#### Datos de trabajo
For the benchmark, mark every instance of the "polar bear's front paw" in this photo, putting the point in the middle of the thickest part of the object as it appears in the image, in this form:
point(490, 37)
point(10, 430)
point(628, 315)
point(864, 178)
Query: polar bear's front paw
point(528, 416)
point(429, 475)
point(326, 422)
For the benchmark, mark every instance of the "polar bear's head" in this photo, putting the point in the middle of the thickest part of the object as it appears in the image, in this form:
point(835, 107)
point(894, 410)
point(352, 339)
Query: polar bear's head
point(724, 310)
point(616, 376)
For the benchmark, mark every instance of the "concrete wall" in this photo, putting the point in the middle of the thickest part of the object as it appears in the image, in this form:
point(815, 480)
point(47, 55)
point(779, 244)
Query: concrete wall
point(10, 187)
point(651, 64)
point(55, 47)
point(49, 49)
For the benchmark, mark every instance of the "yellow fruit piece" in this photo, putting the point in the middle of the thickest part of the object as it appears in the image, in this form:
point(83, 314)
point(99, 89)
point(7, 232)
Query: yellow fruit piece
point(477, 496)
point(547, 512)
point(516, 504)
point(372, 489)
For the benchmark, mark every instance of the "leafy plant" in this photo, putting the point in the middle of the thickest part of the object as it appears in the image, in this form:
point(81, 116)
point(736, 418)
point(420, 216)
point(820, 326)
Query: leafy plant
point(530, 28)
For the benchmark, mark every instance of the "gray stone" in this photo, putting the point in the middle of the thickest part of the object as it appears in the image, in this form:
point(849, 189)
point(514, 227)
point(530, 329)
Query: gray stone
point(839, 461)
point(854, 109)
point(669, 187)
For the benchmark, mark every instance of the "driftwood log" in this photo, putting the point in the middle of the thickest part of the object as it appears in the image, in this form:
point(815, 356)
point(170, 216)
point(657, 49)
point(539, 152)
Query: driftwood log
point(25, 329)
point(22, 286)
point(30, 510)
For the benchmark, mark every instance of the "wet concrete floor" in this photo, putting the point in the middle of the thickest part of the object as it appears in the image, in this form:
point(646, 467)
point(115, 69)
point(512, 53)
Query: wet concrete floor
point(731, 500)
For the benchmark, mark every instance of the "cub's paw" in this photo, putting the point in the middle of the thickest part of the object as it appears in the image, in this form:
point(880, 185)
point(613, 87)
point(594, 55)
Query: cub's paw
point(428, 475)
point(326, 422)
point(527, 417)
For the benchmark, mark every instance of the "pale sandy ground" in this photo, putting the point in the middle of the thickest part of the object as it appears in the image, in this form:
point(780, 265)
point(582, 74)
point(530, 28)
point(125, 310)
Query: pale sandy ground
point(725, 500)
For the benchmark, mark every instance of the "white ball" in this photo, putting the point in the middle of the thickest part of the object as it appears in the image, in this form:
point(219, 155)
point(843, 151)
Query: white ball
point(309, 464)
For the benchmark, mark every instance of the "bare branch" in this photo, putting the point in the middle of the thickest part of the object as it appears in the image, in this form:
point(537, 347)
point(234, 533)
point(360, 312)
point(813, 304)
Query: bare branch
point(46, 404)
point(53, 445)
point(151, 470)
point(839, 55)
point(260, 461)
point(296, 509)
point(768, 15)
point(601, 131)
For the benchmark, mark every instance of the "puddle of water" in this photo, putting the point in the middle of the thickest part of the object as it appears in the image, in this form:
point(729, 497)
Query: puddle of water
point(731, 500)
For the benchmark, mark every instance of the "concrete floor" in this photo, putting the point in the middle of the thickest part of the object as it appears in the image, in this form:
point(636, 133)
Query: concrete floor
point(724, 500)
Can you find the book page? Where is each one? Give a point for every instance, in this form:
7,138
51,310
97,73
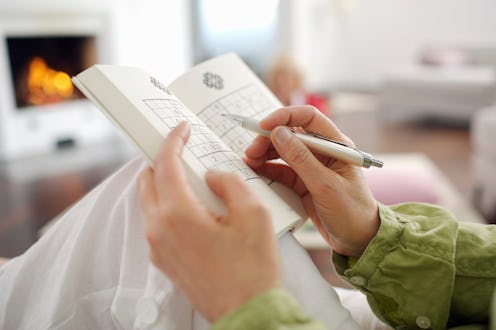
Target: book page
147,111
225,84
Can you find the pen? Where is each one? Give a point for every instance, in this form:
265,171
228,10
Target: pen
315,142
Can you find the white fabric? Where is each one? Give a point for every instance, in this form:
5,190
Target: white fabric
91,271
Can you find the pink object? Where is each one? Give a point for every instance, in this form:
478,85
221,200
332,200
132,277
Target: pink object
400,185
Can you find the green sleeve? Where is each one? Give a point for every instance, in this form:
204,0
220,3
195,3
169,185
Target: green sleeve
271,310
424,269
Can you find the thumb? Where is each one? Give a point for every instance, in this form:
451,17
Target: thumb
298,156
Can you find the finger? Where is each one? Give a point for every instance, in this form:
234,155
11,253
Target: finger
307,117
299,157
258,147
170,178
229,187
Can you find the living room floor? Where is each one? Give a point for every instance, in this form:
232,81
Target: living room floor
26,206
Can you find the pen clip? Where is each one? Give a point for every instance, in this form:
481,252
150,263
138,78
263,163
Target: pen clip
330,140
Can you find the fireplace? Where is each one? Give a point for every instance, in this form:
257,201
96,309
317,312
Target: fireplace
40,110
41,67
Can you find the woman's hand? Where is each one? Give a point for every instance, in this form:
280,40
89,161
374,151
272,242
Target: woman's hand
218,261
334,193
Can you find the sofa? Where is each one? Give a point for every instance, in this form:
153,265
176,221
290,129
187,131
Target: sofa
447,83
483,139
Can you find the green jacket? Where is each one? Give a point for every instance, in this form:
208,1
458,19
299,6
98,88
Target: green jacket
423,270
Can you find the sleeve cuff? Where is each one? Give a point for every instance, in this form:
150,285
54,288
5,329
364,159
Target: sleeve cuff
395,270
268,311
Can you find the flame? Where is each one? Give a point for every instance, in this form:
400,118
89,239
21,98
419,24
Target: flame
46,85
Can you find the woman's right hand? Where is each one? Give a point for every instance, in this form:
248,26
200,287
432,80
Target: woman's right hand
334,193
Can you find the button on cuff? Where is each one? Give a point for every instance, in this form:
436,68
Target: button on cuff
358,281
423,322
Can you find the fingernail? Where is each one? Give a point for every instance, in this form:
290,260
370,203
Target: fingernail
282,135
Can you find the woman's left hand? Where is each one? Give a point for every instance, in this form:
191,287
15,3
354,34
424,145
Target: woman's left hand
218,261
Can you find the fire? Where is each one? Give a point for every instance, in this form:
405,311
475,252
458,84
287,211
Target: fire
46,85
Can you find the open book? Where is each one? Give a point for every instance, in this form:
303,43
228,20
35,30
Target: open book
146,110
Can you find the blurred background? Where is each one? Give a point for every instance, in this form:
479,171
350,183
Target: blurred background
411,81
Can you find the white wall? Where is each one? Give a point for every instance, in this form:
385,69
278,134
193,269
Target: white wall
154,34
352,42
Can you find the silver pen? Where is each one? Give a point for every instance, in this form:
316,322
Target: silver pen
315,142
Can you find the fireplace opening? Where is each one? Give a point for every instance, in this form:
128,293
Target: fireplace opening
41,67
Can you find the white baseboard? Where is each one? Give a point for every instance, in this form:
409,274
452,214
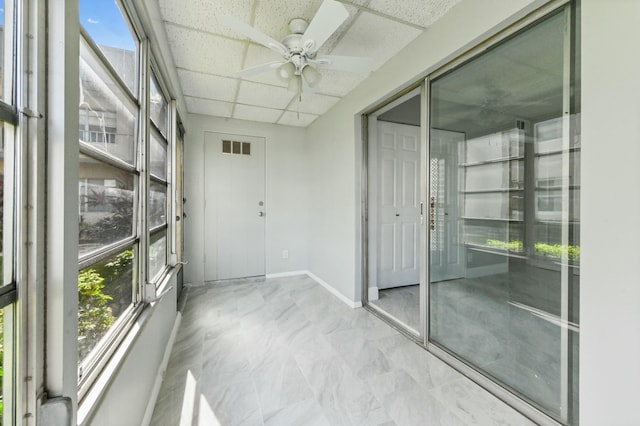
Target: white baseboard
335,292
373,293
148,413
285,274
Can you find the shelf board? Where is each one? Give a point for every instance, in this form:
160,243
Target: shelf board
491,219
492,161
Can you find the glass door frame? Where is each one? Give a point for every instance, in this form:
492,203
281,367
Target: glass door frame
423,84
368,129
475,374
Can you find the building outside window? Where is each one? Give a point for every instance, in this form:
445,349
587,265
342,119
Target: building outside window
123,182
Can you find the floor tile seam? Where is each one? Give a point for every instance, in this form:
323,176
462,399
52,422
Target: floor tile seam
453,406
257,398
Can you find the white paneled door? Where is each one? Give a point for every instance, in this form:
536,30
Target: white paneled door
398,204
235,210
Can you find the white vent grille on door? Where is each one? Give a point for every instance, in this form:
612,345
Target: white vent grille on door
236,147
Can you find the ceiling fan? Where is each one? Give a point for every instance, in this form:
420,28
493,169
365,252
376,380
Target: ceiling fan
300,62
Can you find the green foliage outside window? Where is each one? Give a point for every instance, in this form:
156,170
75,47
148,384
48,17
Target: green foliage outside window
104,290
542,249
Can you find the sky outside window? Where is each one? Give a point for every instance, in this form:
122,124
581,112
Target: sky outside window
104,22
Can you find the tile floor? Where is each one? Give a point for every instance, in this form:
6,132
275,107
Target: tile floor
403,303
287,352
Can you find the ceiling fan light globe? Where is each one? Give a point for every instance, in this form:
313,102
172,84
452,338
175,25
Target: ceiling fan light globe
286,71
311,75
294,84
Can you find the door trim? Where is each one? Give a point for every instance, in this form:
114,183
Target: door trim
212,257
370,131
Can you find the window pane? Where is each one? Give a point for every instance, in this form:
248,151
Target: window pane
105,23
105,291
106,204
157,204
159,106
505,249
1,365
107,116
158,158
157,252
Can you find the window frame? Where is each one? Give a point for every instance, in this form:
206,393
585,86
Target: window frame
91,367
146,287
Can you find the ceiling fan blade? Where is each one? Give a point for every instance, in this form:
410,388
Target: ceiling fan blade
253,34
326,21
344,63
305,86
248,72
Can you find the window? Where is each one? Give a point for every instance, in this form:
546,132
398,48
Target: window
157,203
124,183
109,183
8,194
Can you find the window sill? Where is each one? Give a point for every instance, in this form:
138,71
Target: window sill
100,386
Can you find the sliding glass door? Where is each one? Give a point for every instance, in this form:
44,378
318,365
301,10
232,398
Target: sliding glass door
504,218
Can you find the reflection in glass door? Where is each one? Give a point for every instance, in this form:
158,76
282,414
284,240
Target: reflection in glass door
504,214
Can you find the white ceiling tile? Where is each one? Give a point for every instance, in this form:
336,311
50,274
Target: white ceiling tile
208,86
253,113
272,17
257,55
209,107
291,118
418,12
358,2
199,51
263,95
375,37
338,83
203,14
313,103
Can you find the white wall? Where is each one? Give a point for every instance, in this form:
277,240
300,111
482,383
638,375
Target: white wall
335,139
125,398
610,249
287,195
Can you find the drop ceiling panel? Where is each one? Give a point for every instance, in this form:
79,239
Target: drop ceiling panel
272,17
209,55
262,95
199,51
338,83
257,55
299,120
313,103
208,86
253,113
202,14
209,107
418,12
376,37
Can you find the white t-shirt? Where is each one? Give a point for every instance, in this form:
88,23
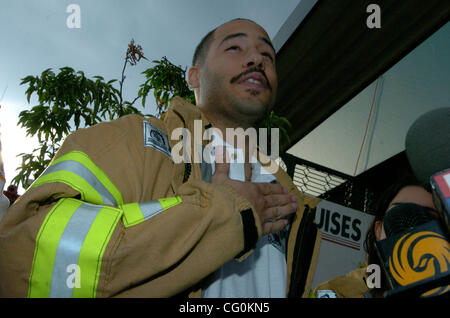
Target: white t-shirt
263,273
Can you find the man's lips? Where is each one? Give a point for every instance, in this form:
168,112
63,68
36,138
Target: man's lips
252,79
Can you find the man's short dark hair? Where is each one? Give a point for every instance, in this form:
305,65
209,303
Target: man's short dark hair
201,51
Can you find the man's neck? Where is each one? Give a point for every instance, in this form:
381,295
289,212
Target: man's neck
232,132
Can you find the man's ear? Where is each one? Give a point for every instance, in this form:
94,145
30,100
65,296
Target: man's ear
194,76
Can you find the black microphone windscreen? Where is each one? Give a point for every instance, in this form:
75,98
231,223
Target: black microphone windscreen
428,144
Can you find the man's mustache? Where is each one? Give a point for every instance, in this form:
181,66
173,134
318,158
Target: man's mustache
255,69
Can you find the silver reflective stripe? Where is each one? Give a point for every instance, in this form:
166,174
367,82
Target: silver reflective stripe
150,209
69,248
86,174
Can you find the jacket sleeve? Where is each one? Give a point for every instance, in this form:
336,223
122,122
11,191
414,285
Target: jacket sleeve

#### Qué debe hacer
Reproduzca el tramo que va desde el inicio de los registros hasta la línea que contiene "point(372, 489)", ambos extremos incluidos, con las indicaciones y sus muestras de formato sin cambios. Multiplique por 0,6 solo las coordenadas de las respuestas y redondee cada resultado al entero más próximo, con las mitades hacia arriba.

#### Respuesta completa
For the benchmark, mark every instance of the "polar bear's front paw" in this photo, putting the point in the middle of the thickest part of the object as it appears in the image, in this form:
point(490, 37)
point(10, 430)
point(628, 315)
point(864, 178)
Query: polar bear's front paw
point(317, 250)
point(257, 285)
point(196, 253)
For the benchmark, mark every instance of the "polar bear's head" in this photo, putting the point in the middle of the thickest part of the object as it appears in the image, in this form:
point(835, 107)
point(894, 410)
point(352, 339)
Query: polar bear's head
point(434, 186)
point(370, 226)
For the benchmark, mark every instance of the "concrete wall" in this photo, putting the point in the middle of the thickest part of the object as it appears in the image, in this form:
point(815, 480)
point(47, 55)
point(779, 244)
Query: concrete wall
point(6, 112)
point(391, 38)
point(33, 28)
point(29, 29)
For the benchmark, mark every instance of the "yellow fruit piece" in this photo, putting the point in the middle of the thickest part of the object as it appears in the image, in this form:
point(83, 314)
point(99, 89)
point(7, 232)
Query: yellow fruit piece
point(286, 298)
point(328, 307)
point(310, 302)
point(223, 293)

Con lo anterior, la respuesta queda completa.